**EXERCISE:**
Word for word, give the listing below again.

───

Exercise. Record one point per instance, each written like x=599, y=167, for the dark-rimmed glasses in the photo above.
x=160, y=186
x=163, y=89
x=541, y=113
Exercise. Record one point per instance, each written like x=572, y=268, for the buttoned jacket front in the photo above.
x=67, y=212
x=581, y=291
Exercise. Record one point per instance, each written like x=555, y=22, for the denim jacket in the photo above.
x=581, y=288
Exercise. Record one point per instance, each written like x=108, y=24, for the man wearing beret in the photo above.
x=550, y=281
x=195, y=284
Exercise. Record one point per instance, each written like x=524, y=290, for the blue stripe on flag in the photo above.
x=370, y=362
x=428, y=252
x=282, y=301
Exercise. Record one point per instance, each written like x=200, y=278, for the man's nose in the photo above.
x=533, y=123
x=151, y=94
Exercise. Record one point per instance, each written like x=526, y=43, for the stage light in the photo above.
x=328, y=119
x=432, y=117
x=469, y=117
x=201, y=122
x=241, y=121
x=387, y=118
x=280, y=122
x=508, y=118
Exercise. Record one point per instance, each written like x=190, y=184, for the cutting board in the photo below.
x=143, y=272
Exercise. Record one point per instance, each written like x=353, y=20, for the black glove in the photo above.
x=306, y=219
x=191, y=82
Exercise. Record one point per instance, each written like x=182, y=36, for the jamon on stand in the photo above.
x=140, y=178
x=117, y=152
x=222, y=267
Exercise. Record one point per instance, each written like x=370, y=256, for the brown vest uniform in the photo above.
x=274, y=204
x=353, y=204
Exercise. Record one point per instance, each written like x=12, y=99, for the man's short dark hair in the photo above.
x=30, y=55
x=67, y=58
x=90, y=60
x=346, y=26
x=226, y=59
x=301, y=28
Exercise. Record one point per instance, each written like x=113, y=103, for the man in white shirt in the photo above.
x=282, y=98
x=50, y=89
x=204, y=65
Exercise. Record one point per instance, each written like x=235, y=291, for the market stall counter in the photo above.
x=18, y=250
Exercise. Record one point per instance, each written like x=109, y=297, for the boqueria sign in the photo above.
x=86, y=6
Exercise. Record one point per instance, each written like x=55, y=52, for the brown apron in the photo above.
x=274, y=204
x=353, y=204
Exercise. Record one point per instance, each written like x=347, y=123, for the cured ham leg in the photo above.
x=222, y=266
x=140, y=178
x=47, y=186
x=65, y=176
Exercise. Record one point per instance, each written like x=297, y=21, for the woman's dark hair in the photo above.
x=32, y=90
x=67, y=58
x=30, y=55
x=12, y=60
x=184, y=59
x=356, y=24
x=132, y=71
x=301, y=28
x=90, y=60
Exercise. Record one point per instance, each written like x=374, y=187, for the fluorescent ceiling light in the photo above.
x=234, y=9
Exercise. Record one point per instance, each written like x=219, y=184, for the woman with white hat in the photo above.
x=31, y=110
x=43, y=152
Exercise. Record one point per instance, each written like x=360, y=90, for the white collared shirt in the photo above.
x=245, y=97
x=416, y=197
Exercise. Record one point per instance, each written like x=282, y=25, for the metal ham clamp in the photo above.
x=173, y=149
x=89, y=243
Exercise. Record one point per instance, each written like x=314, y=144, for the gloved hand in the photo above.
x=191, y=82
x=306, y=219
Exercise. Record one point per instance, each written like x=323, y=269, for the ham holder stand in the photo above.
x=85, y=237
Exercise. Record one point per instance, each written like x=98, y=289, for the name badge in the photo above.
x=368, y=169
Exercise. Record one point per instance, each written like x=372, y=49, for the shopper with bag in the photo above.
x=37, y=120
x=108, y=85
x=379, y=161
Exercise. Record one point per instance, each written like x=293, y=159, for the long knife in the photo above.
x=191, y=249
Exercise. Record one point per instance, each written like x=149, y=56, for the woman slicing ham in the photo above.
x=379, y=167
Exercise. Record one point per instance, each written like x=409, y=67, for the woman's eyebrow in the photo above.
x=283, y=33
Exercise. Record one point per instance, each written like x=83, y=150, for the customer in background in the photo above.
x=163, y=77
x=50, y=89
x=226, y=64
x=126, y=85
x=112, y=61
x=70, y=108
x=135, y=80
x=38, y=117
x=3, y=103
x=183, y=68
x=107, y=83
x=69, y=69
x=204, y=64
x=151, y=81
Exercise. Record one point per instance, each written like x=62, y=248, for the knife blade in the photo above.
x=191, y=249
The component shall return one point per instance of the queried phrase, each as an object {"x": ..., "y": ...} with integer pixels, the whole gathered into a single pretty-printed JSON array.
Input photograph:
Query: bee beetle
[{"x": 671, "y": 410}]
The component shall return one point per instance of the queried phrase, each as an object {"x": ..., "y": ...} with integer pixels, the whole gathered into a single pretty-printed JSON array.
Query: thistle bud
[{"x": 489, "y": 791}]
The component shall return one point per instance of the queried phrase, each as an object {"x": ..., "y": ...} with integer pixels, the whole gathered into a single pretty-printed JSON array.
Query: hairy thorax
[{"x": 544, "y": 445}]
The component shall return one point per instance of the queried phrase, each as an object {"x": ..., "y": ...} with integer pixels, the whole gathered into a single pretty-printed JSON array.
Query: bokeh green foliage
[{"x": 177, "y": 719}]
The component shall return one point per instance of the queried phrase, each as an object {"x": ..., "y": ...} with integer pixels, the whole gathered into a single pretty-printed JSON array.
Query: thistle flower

───

**COMPLETED TASK:**
Exercise. Record one point per instance, each written like x=599, y=167, for the dark-rimmed glasses in the photo above.
x=160, y=186
x=163, y=89
x=541, y=113
Exercise. Record one point per instance, each written like x=572, y=268, for the buttoned jacket front in the photo above.
x=67, y=212
x=581, y=291
Exercise. Record one point per instance, each written like x=555, y=22, for the denim jacket in the photo above.
x=581, y=288
Exercise. Record one point per instance, each written like x=108, y=24, for the man wearing beret in the photo above.
x=550, y=281
x=195, y=284
Exercise. Record one point per instance, each written like x=524, y=290, for the blue stripe on flag in the photo above.
x=370, y=362
x=428, y=252
x=282, y=301
Exercise. Record one point per instance, each written like x=200, y=278, for the man's nose in the photo above.
x=533, y=123
x=151, y=94
Exercise. Record one point per instance, each written like x=526, y=43, for the stage light in the photo above.
x=328, y=119
x=432, y=117
x=469, y=117
x=201, y=122
x=241, y=121
x=387, y=118
x=280, y=122
x=508, y=118
Exercise. Record one point per instance, each written like x=190, y=184, for the cutting board in the photo below.
x=143, y=272
Exercise. Record one point per instance, each written like x=353, y=20, for the black glove in the photo above.
x=306, y=219
x=191, y=82
Exercise. Record one point per instance, each written like x=182, y=36, for the jamon on stand in the photo above.
x=140, y=178
x=117, y=152
x=222, y=267
Exercise. Record one point per instance, each written like x=370, y=256, for the brown vest uniform in the photo above.
x=274, y=204
x=353, y=204
Exercise. Record one point per instance, each written like x=12, y=99, for the man's short dark hair in the photo above.
x=30, y=55
x=67, y=58
x=90, y=60
x=346, y=26
x=226, y=59
x=301, y=28
Exercise. Record one point per instance, each written like x=113, y=103, for the man in white shirt in the photo above.
x=282, y=98
x=50, y=89
x=204, y=65
Exercise. Record one point per instance, each written like x=235, y=291, for the market stall counter in the photo above.
x=18, y=250
Exercise. Record one point per instance, each written like x=109, y=297, for the boqueria sign in the photo above.
x=86, y=6
Exercise. Record one point per instance, each written like x=55, y=52, for the brown apron in the photo above.
x=274, y=204
x=353, y=204
Exercise. Record one point per instance, each written like x=347, y=123, for the cured ham leg in the photo above.
x=222, y=266
x=140, y=178
x=47, y=186
x=65, y=176
Exercise. Record one point per instance, each written like x=297, y=21, for the woman's dark hair in the photo above.
x=32, y=90
x=67, y=58
x=30, y=55
x=12, y=60
x=184, y=59
x=356, y=24
x=132, y=71
x=301, y=28
x=90, y=60
Exercise. Record one point per instance, each written like x=374, y=187, for the fluorescent ceiling light in the photo above.
x=234, y=9
Exercise. Record one point per instance, each written like x=219, y=184, for the woman with white hat in the photo above.
x=31, y=110
x=43, y=152
Exercise. Record one point per instance, each written like x=360, y=90, for the white collared shirt in the photo above.
x=245, y=97
x=416, y=197
Exercise. Record one point per instance, each written like x=282, y=25, for the metal ham clamp in the photo above.
x=173, y=149
x=89, y=243
Exercise. Record one point per instance, each written like x=314, y=144, for the gloved hand in the photo above.
x=191, y=82
x=306, y=219
Exercise. Record one point per instance, each written like x=323, y=269, for the ham holder stand in the photo above.
x=85, y=237
Exercise. Record one point per instance, each written like x=98, y=289, for the name badge in the photo above.
x=368, y=169
Exercise. Record one point per instance, each written like x=372, y=49, for the shopper with bag in the photo above.
x=37, y=120
x=108, y=85
x=379, y=161
Exercise. Record one point per instance, each written like x=293, y=159, for the long knife in the photo above.
x=191, y=249
Exercise. Record one point per instance, each written like x=149, y=56, for the woman slicing ham in the photo above.
x=379, y=167
Exercise. Record one point per instance, each written like x=409, y=67, for the woman's eyebrow in the photo above.
x=283, y=33
Exercise. Record one point per instance, each written like x=83, y=150, for the customer in background in the photo above.
x=163, y=77
x=50, y=89
x=226, y=64
x=126, y=85
x=112, y=61
x=70, y=108
x=135, y=80
x=38, y=117
x=3, y=103
x=183, y=68
x=107, y=83
x=69, y=69
x=204, y=64
x=151, y=81
Exercise. Record one point per instance, each written like x=62, y=248, for the knife blade in the photo above.
x=191, y=249
The component shall return one point per instance of the queried phrase, each as an object {"x": ..., "y": ...} with integer pixels, the whole gathered into a single pretty-printed JSON array.
Input photograph:
Query: bee beetle
[{"x": 671, "y": 410}]
The component shall return one point per instance of the queried phrase, each as an object {"x": ..., "y": ...} with integer pixels, the whole gathered into a single pretty-printed JSON array.
Query: thistle bud
[{"x": 489, "y": 791}]
The component shall return one point per instance of the queried phrase, each as an object {"x": ..., "y": ...} with integer pixels, the whole gathered into a single pretty-printed JSON array.
Query: hairy thorax
[{"x": 544, "y": 445}]
The component shall return one point per instance of the queried phrase, each as an object {"x": ..., "y": ...} with integer pixels, the whole gathered into a single pretty-printed JSON array.
Query: bokeh green foliage
[{"x": 177, "y": 719}]
The component shall return one point per instance of the queried phrase, each as an object {"x": ..., "y": ...} with integer pixels, the whole gathered into a single pretty-printed JSON array.
Query: thistle flower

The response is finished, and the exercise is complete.